- Your assignment: In the entries below, find the line containing "column 136, row 36" and the line containing "column 10, row 66". Copy those two lines and everything between them exactly, and only that.

- Input material:
════════════════

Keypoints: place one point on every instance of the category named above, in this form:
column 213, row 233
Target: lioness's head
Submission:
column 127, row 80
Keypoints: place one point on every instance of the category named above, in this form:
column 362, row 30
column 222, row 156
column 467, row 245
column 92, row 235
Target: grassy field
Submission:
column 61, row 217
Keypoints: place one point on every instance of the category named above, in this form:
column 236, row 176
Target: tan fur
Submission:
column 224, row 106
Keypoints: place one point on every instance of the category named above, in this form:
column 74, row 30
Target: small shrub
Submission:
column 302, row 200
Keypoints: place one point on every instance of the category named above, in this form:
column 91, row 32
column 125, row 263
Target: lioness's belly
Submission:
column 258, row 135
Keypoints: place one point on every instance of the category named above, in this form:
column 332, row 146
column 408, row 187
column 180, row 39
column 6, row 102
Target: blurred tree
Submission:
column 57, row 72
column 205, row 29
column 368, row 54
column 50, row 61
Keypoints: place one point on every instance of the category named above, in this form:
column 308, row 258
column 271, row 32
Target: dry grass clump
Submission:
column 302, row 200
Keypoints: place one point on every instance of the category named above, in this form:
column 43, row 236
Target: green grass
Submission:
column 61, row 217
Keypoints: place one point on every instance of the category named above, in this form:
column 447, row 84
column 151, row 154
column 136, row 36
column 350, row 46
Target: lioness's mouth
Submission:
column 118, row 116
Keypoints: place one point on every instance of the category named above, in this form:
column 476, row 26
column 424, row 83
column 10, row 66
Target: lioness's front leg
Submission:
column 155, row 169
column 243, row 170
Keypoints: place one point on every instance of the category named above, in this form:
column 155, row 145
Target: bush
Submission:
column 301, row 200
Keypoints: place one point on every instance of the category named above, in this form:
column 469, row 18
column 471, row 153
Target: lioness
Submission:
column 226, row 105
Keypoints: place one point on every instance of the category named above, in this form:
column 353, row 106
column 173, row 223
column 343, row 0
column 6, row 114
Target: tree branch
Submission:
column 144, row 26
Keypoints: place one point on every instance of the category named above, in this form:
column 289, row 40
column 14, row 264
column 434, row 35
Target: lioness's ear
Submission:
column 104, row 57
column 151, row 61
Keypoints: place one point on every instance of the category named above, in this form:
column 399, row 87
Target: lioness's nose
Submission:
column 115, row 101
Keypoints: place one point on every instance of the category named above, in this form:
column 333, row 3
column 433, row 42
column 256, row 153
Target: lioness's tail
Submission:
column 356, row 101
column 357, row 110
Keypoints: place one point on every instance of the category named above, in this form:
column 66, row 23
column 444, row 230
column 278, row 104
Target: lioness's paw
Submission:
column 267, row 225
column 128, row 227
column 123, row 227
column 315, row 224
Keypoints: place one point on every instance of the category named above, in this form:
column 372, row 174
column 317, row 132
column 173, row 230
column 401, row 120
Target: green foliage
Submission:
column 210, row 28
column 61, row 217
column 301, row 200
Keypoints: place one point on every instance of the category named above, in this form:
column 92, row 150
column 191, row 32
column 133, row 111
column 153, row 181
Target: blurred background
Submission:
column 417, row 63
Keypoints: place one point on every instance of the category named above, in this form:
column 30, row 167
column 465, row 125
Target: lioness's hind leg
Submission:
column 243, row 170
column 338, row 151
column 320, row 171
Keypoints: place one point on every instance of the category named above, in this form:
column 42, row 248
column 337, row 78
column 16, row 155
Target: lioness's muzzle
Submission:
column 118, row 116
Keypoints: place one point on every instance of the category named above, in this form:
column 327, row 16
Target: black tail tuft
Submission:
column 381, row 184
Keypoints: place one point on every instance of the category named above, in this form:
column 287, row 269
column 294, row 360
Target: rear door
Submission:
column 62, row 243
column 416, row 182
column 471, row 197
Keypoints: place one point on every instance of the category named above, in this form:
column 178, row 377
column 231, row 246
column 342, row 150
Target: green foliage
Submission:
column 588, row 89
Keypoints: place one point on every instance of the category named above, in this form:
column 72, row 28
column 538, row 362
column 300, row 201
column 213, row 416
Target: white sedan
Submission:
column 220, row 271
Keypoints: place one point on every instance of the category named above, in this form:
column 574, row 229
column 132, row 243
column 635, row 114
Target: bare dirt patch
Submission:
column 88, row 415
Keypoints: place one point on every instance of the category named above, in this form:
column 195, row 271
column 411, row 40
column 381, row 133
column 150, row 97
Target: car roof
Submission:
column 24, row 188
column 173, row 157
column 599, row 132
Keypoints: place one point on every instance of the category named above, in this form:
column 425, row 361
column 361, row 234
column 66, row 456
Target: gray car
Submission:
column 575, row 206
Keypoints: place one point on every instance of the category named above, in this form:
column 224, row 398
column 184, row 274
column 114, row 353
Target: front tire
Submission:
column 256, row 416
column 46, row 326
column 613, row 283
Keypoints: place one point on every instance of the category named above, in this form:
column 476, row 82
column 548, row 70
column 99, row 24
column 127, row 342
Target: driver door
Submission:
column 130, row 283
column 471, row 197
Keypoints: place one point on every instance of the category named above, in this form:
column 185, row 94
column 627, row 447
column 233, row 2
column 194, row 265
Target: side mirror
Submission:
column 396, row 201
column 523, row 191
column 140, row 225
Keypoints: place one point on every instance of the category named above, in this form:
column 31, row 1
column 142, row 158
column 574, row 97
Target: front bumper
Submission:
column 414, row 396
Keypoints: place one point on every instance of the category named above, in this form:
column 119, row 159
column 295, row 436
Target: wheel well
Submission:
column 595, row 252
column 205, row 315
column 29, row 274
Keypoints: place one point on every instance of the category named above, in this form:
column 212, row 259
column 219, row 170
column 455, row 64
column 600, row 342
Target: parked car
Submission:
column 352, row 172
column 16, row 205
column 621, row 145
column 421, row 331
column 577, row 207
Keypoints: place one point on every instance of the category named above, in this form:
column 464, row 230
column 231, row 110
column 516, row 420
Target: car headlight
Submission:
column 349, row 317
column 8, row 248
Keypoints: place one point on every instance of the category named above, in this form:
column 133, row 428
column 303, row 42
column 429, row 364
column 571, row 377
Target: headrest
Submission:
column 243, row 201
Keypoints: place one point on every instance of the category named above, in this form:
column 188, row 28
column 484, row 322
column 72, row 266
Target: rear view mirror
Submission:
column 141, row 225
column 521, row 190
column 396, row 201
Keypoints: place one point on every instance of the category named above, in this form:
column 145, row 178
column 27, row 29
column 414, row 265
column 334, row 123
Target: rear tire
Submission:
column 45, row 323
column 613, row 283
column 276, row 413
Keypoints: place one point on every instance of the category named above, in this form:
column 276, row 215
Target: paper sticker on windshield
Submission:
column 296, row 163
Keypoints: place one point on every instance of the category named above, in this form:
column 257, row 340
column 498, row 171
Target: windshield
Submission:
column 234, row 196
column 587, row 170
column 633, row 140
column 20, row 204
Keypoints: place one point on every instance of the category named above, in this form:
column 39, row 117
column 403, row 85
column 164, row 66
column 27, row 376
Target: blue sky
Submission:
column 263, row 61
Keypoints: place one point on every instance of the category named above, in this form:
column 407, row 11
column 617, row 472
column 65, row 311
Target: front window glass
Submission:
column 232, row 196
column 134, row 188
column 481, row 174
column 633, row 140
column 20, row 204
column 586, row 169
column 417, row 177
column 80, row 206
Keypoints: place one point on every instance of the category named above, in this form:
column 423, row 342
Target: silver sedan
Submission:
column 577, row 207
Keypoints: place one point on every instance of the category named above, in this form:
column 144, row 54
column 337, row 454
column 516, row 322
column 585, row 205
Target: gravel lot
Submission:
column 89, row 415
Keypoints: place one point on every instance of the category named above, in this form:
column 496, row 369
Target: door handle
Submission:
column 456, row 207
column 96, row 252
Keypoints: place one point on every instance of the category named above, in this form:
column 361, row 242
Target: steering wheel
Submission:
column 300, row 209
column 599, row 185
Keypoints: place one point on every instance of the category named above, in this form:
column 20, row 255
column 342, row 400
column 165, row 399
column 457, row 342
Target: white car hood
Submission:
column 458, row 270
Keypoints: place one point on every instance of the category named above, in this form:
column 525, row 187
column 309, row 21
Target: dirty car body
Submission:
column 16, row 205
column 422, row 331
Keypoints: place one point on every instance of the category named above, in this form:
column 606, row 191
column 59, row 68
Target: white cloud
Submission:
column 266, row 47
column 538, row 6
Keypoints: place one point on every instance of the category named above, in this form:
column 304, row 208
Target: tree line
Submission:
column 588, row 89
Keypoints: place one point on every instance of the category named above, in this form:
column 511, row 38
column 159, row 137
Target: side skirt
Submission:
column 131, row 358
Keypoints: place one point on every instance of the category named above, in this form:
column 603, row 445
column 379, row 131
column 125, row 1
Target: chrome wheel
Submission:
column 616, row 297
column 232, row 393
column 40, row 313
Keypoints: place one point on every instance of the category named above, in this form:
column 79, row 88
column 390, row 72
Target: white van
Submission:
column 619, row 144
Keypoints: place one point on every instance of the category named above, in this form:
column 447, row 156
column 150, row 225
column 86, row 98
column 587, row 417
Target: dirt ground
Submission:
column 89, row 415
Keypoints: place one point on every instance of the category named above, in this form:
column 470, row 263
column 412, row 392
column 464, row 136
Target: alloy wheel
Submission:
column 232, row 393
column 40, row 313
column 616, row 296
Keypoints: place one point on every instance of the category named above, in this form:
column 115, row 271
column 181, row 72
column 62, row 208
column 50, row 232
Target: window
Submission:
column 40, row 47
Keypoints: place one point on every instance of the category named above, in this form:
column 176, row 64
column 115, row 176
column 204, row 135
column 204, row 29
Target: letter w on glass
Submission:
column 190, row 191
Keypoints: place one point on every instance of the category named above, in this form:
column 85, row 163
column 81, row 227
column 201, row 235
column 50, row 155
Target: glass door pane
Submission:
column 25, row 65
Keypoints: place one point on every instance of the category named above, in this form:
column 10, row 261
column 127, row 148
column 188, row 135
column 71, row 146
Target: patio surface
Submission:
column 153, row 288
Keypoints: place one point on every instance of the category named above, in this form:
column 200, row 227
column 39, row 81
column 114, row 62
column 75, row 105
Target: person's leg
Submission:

════════════════

- Answer:
column 136, row 36
column 350, row 46
Target: lioness's mouth
Submission:
column 118, row 116
Keypoints: place one point on every instance of the category named above, in this form:
column 476, row 26
column 424, row 83
column 10, row 66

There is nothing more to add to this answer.